─── SUPPLIED DATA ───
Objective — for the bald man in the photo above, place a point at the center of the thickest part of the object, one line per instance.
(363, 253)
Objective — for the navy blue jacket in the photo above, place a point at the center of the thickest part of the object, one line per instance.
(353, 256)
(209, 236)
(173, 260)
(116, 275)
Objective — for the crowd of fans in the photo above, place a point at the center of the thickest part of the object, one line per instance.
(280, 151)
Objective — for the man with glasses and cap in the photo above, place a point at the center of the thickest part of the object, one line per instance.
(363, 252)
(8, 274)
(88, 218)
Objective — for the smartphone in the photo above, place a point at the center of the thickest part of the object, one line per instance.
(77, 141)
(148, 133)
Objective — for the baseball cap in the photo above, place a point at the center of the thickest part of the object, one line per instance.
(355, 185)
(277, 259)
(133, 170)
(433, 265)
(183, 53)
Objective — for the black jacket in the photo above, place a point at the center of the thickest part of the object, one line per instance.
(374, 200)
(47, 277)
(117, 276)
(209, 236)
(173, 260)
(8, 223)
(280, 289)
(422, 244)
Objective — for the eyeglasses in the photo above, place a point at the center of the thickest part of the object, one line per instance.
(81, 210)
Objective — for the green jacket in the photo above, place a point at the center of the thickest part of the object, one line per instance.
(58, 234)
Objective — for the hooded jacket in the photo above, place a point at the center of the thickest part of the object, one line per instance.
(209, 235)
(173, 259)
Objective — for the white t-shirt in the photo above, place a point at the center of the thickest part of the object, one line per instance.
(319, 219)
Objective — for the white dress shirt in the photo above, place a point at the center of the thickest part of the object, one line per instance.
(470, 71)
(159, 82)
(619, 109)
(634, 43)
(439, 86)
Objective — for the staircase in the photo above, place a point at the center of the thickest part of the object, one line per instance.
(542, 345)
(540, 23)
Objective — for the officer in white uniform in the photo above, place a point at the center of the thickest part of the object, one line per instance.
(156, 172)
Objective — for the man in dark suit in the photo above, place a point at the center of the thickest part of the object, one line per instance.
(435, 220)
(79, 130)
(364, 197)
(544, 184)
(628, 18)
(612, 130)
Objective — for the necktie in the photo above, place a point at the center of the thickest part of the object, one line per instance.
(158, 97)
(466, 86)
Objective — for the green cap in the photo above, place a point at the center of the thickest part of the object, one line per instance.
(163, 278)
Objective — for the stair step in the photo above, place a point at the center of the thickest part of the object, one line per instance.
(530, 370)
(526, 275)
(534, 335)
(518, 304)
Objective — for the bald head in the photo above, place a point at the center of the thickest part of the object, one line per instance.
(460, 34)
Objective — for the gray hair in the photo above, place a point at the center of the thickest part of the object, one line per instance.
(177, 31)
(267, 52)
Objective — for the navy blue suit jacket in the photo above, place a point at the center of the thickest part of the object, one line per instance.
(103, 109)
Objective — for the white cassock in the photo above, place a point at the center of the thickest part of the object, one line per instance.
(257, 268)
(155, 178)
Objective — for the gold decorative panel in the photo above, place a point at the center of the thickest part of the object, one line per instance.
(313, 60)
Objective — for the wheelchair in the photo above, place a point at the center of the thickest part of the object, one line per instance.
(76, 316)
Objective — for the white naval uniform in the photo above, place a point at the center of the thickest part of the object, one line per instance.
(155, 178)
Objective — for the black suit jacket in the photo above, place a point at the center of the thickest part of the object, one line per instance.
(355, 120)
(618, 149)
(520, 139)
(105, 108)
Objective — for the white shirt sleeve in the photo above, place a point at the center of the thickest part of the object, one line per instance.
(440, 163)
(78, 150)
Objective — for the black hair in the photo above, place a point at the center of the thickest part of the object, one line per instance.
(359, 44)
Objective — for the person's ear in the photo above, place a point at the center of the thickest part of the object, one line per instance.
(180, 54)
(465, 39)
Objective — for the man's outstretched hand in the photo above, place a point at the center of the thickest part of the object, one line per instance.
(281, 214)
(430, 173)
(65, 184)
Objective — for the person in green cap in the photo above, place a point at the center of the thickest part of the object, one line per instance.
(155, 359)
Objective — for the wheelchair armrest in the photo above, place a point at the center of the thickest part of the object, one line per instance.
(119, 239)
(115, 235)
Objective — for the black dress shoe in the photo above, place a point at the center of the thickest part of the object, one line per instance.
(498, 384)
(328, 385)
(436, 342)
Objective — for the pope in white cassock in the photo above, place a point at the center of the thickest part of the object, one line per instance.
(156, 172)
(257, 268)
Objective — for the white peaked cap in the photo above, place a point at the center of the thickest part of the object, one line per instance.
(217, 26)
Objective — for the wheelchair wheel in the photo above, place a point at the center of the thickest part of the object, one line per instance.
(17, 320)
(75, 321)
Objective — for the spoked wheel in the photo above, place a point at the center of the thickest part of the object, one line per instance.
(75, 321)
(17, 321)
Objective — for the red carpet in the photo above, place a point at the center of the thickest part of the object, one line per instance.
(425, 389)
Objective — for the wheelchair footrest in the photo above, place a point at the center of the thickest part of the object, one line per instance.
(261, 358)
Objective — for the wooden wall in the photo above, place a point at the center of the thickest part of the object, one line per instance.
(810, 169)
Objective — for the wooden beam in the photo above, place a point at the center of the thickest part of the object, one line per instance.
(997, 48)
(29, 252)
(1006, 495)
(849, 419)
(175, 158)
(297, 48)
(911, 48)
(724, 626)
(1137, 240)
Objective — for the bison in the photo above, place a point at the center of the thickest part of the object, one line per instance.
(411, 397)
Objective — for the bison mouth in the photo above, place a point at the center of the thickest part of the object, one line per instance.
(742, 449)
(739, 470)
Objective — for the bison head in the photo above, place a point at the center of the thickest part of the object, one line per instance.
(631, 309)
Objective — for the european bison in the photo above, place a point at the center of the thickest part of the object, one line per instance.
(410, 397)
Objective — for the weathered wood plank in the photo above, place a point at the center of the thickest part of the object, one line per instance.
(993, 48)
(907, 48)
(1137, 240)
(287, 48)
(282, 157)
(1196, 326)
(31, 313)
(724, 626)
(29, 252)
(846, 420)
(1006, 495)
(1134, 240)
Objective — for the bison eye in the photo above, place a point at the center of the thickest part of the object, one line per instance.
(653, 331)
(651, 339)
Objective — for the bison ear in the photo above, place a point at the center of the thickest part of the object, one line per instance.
───
EXERCISE PROMPT -> Exact copies of all the entries above should be returned.

ANSWER SECTION ->
Objective — for the bald man in the photo above, place a point at the center of the thickest part of the object, one line per instance.
(363, 253)
Objective — for the navy blue jacket in the photo above, place a point at the center of the thickest part of the object, one line per instance.
(353, 256)
(209, 236)
(173, 260)
(116, 275)
Objective — for the crowd of fans in the photo above, place a point at the center of the thickest part of the object, one line per instance.
(280, 151)
Objective — for the man with glasses and cap in the photo above, place a point at the center of the thickest part of the object, one line per instance.
(363, 252)
(8, 274)
(88, 218)
Objective — for the smartphone in the photo above, place a point at the center of the thickest part of the object, one line per instance.
(77, 141)
(148, 133)
Objective — for the baseball cap in the photo above, place a point at the center of the thickest part of the object, one line per instance.
(355, 185)
(277, 259)
(133, 170)
(433, 265)
(183, 53)
Objective — for the black jacket in the photo above, place a point at the center of the thickest part of the object, one line per instance.
(374, 200)
(47, 277)
(117, 276)
(209, 236)
(173, 260)
(8, 223)
(280, 289)
(422, 244)
Objective — for the eyeglasses in the photo above, place a point at the center of the thickest part of the object, one line per instance.
(81, 210)
Objective — for the green jacket in the photo above, place a point at the center of the thickest part of the object, one line per instance.
(58, 234)
Objective — for the hooded jacket in the photo above, place a point at the center of the thickest part of the object, one line per instance.
(209, 235)
(173, 259)
Objective — for the white t-shirt in the photo above, place a point at the center of the thickest part of the object, one line per instance.
(319, 219)
Objective — for the white dress shirt in the photo above, place a point at the center of the thickest part of the object, one line per instance.
(470, 71)
(159, 82)
(619, 109)
(634, 43)
(439, 86)
Objective — for the staircase in the photo above, place a point at the center of the thickest part of the object, one line per instance.
(542, 345)
(540, 23)
Objective — for the officer in white uniform in the photo above, place a point at the center of the thickest part of the object, one line per instance.
(156, 172)
Objective — for the man in dark suit in the photo above, place a point at the center of the thickest part of the object, one line per instance.
(435, 220)
(79, 130)
(364, 197)
(544, 184)
(628, 18)
(612, 130)
Objective — for the necktie in the photo above, place a point at the center of the thickest part of the object, one line per instance.
(158, 97)
(466, 86)
Objective — for the green cap in the photo above, place a point at the center of the thickest part of the object, one line per instance.
(163, 278)
Objective — for the stair step in the photo above, place a point at the center of the thickest part of the object, one line per instance.
(530, 370)
(526, 275)
(534, 335)
(518, 304)
Objective — for the bald head in the photo above, place a point at the center of the thickest part of the object, one line per instance.
(460, 34)
Objective — for the gray hair in the photo above, place a point at the center of the thickest part of the object, one line per instance.
(177, 31)
(267, 52)
Objective — for the navy blue suit jacket in the photo above, place a point at the center of the thickest part of the object, one line per instance.
(103, 109)
Objective — for the white cassock in the photo above, place a point at the center of the thickest part of the object, one line per instance.
(257, 268)
(155, 178)
Objective — for the gold decorative panel in the photo above, place a point at the center of the thickest part of the object, one line per instance.
(313, 60)
Objective — for the wheelchair in the photo above, place a point at the center of the thickest part of the object, one line per instance.
(76, 316)
Objective — for the white naval uniform in the photo above, place a point at the center of the thickest part of the object, one line per instance.
(155, 178)
Objective — for the black suit jacket in the photo above, place a point at the center of the thickest part of the object, one line per instance.
(355, 120)
(618, 149)
(520, 139)
(105, 108)
Objective — for the white shirt sleeve in the photo above, place a point at the center of the thickest part of the object, one line per instance.
(440, 163)
(78, 150)
Objective — for the black hair in the photo above, place a point at the center of the thickest part of the object, one line per instance.
(359, 44)
Objective — for the person's ear in the photo above, place a point at the center of the thickest part of the object, one line per instance.
(180, 54)
(465, 39)
Objective — for the man's outstretched hand in the photo above, place a point at the center of the thickest part of the object, one line per instance.
(281, 214)
(430, 173)
(65, 184)
Objective — for the person in green cap in the photo above, place a point at the center of the thickest part of the object, one line per instance.
(155, 359)
Objective — for the wheelchair armrest in the photo above, place a point at the center of the thickest part of the object, one line per instance.
(119, 239)
(115, 235)
Objective — for the black dress shoe in the photo above, place a point at the center of the thickest part of the object, one line per instance.
(498, 384)
(328, 385)
(436, 342)
Objective — for the pope in white cassock in the photo above, place a point at the center of the thickest part of the object, one line per instance.
(156, 172)
(257, 268)
Objective — for the white peaked cap in the photo above, place a point at the center of the thickest part of the object, one line per instance.
(217, 26)
Objective — for the wheelchair wheel in the photo above, place a point at the center of the thickest part of the object, one line per instance.
(17, 320)
(75, 321)
Objective — for the spoked wheel in the photo above, place a point at the center of the thickest part of the object, one line per instance.
(75, 321)
(17, 321)
Objective — for the red carpet in the photo above, place a point at the center of the thickest part of the object, one line per instance.
(425, 389)
Objective — for the wheelchair footrest in the photo above, place a point at the center of the thickest part of the object, one line per instance.
(261, 358)
Objective — for the wooden wall in the photo above, place a point at the center of the thickest part of the object, one line per instance.
(810, 169)
Objective — for the wooden beam in the photo above, place a point at the center of the thickest part of the object, one line per instance.
(997, 48)
(29, 252)
(1006, 495)
(849, 419)
(175, 158)
(297, 48)
(911, 48)
(724, 626)
(1137, 240)
Objective — for the bison in the photo above, place a point at the center of the thickest part of the object, one line per instance.
(411, 397)
Objective — for the bison mouth in the photo above, place a point at the center of the thickest part of the object, one line per instance.
(742, 449)
(739, 470)
Objective — for the bison head in the photo above, place a point at the center of the thickest part of the object, one line per instance.
(631, 309)
Objective — for the european bison in the photo above, place a point at the center of the thickest part of the object, one line per instance.
(410, 397)
Objective — for the weathered wood plank in the photo above, place a point at the center of the thickest part of the object, one line per instance.
(993, 48)
(907, 48)
(1137, 240)
(287, 48)
(282, 157)
(1196, 326)
(31, 313)
(724, 626)
(29, 252)
(846, 420)
(1006, 495)
(1134, 240)
Objective — for the bison eye in the photo above, place a point at the center of the thickest part of the object, one line per instance.
(653, 331)
(651, 339)
Objective — for the bison ear in the photo above, place a point at the center of the thickest part of the object, one line per instance.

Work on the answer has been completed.